Utang pemerintah membengkak akibat pelemahan nikai tukar Rupiah dibandingkan Dolar selama wabah pandemi virus Corona (Covid 19).
Kementerian Keuangan Republik Indonesia dalam rilis tentang Buku APBN Kita edisi April 2020 yang disampaikan di situs resmi, Jumat, 17 April 2020, menyebut total utang pemerintah per Maret 2020 mencapai Rp5.192,56 triliun, atau bertambah lebih dari Rp 400 triliun dibandingkan posisi akhir tahun lalu Rp 4.779,28 triliun.
Rasio utang pemerintah terhadap produk domestik bruto (PDB) bahkan mencapai 32,12%. Peningkatan tajam posisi utang pemerintah per akhir Maret dipengaruhi pelemahan nilai tukar rupiah.
Rupiah pada akhir Maret melemah Rp2.133 per Dolar Amerika Serikat dibanding posisi akhir Februari. Akibatnya, utang pemerintah bertambah Rp284,61 triliun. Hal tersebut terutama disebabkan oleh tekanan dan ketidakpastian global, termasuk merebaknya virus corona.

**Cuplikan Data**:
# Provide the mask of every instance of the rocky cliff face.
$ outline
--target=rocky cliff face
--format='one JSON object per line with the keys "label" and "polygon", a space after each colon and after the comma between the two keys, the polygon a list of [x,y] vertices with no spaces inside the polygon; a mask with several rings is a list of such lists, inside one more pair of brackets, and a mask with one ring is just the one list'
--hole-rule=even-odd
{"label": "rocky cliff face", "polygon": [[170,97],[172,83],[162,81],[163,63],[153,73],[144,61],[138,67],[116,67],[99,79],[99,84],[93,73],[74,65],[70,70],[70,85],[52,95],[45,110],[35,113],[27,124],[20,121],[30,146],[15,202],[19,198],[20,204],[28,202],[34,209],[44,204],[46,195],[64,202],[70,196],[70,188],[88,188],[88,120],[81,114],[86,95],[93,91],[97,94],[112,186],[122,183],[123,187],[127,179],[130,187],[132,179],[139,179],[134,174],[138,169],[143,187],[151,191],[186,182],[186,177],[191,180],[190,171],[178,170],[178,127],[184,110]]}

**Tugas Anda**: Tolong kutip bagian artikel tentang utang pemerintah itu, mulai dari kata-kata "Rupiah pada akhir" dan berhenti setelah kata-kata "merebaknya virus corona.". Data tersebut tidak berhubungan dengan kutipan bacaan.

**Kotak Jawaban**:
Rupiah pada akhir Maret melemah Rp2.133 per Dolar Amerika Serikat dibanding posisi akhir Februari. Akibatnya, utang pemerintah bertambah Rp284,61 triliun. Hal tersebut terutama disebabkan oleh tekanan dan ketidakpastian global, termasuk merebaknya virus corona.